### Study questions
A – According to the passage on container tracking, which company exited China?
B – Translate this sentence from the container-tracking passage into Spanish: "Fortunately, the Indian government has not promulgated such type of rules to constrain maritime stakeholders but still tracking shipments is a very important aspect of international trade which continues to give jitters to all, especially small and medium enterprises (SMEs)."
C – Summarize the container-tracking passage in two sentences.

However well-intentioned these laws maybe from the Chinese standpoint, over the years, they have stung deep-pocketed global corporate giants so much so that even Google exited China and have now emerged to haunt the shipping lines and international trade at large. Fortunately, the Indian government has not promulgated such type of rules to constrain maritime stakeholders but still tracking shipments is a very important aspect of international trade which continues to give jitters to all, especially small and medium enterprises (SMEs).

Little progress on container tracking isn't enough

Many exporters and importers are clueless as to what is the current status of their shipment? Is the container on the truck, if it is on the truck, where is the truck? How many states did the export consignment cross in a day? How far is the container terminal? How much more time to reach the port? How to track containers from your warehouse till they reach your client?

### Recorded information

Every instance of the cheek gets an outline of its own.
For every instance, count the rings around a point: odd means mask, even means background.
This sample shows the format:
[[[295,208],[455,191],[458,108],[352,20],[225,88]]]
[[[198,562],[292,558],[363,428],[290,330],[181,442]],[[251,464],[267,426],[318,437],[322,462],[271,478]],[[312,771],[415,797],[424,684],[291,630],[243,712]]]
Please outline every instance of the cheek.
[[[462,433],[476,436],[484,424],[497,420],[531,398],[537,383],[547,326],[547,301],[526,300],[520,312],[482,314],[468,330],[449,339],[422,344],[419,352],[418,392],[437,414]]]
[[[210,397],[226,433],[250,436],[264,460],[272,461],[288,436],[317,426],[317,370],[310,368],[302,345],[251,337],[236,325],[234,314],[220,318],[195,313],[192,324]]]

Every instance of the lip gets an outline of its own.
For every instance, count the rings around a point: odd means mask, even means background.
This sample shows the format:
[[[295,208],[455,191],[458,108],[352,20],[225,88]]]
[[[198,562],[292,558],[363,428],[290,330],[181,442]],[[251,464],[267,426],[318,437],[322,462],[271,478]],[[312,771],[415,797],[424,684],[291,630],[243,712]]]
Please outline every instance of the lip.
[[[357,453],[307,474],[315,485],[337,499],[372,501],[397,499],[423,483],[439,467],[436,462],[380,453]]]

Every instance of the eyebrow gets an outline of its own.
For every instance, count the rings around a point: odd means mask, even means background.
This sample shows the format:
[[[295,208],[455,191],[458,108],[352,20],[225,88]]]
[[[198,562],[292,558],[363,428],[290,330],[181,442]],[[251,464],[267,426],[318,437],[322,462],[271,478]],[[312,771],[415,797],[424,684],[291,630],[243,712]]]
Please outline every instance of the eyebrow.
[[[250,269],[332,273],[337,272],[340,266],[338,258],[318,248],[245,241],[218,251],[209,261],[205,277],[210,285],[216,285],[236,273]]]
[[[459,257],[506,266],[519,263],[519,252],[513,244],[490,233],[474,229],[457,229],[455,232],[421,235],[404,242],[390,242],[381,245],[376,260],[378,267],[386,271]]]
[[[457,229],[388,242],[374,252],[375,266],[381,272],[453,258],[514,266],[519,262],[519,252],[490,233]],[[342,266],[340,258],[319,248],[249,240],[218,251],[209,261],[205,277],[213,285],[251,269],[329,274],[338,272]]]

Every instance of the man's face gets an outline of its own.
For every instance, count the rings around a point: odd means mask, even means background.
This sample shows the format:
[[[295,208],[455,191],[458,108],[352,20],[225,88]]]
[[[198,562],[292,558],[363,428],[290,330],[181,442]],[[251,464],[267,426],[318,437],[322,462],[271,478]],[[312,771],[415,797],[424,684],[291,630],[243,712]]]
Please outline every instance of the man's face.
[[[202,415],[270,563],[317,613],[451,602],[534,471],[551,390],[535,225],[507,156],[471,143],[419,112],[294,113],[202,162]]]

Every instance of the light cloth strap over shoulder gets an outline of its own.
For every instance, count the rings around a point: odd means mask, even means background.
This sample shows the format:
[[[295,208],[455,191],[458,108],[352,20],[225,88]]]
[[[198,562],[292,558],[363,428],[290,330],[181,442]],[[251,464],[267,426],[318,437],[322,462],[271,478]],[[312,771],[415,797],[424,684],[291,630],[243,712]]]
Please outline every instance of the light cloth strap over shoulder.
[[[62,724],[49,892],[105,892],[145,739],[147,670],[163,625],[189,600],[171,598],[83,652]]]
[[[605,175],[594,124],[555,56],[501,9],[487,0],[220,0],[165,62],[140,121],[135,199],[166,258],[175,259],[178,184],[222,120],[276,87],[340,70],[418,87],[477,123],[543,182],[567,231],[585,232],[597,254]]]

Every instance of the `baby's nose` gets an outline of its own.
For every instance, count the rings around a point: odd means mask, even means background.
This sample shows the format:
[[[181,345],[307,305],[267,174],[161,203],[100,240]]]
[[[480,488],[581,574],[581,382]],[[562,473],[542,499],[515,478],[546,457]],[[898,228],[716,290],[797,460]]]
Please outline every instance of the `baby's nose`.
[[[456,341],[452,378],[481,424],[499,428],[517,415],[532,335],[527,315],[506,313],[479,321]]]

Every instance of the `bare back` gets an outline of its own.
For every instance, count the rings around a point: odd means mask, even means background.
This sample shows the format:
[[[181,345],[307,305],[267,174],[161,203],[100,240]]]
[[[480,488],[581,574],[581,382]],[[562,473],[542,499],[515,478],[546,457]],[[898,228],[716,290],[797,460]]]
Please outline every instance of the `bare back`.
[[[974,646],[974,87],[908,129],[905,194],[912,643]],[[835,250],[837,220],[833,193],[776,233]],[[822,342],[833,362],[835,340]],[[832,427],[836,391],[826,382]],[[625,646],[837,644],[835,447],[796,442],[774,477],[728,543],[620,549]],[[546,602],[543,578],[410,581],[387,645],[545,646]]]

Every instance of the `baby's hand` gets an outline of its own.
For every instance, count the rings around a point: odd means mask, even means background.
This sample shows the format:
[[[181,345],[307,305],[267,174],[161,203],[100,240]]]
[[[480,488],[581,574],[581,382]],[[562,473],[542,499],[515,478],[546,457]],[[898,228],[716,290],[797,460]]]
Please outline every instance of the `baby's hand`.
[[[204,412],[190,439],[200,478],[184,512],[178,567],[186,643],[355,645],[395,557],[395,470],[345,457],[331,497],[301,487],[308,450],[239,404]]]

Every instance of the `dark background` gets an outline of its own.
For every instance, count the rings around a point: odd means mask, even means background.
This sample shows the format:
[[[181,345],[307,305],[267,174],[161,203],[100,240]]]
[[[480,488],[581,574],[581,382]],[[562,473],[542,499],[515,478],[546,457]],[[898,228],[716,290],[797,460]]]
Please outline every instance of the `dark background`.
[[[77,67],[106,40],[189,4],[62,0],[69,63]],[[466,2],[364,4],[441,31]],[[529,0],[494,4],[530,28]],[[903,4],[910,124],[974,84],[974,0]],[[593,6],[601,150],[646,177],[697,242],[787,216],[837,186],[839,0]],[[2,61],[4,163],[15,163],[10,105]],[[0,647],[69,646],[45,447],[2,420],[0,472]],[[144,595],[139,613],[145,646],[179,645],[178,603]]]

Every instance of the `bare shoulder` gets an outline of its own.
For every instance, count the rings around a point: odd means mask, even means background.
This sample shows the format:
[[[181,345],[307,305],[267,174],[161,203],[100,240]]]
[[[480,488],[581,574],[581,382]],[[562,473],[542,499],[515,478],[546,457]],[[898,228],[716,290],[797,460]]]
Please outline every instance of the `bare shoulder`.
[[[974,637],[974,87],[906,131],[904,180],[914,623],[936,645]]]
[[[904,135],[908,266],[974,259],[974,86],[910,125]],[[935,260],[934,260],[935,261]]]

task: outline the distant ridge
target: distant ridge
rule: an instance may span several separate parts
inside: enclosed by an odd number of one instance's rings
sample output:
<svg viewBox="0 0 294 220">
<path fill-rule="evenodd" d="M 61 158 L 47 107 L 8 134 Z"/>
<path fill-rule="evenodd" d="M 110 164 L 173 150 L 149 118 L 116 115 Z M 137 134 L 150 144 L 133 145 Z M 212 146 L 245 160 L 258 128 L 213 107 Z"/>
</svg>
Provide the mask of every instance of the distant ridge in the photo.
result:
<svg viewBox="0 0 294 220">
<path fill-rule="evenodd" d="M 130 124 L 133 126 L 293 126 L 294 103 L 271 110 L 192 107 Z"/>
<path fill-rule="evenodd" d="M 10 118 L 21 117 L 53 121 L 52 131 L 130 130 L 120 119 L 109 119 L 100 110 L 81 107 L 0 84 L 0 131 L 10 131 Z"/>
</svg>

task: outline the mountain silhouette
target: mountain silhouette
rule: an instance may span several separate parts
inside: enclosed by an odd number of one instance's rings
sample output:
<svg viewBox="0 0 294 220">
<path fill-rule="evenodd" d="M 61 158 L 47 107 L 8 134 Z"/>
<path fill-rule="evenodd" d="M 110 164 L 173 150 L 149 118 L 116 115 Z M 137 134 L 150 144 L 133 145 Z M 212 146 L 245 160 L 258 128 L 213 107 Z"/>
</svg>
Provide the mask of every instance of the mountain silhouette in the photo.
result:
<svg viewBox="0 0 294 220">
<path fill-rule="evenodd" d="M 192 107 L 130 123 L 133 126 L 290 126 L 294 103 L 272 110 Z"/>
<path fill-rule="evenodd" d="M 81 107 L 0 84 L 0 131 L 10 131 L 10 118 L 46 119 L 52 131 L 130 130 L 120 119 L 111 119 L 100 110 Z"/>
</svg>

### Completed exercise
A – Google exited China.

B – Afortunadamente, el gobierno indio no ha promulgado ese tipo de normas para restringir a los actores marítimos, pero aun así el seguimiento de los envíos es un aspecto muy importante del comercio internacional que sigue inquietando a todos, especialmente a las pequeñas y medianas empresas (pymes).

C – Chinese laws have troubled large global corporations, to the point that Google exited China, and they now affect shipping lines and international trade. India has not issued similar rules, yet tracking shipments remains a source of worry, especially for small and medium enterprises, since many exporters and importers do not know the current status of their shipments.